- WRITTEN INSTRUCTION
Swap "metal railing" for "iron fence" in the items below, from the first line through the line with "point(202, 236)", and write those lines out again with nothing else changed.

- EXERCISE INPUT
▬▬▬▬▬▬▬▬▬▬

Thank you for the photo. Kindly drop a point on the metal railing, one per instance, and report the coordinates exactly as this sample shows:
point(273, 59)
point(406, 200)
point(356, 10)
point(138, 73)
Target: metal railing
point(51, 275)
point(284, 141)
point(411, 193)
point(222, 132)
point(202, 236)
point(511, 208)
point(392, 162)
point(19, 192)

▬▬▬▬▬▬▬▬▬▬

- SOLUTION FOR THIS TASK
Thank you for the photo. Kindly drop a point on the iron fence, one per instance, and report the coordinates exactly as this sample shows:
point(273, 59)
point(406, 200)
point(356, 10)
point(138, 73)
Target: iron fence
point(51, 275)
point(284, 141)
point(411, 193)
point(222, 132)
point(202, 236)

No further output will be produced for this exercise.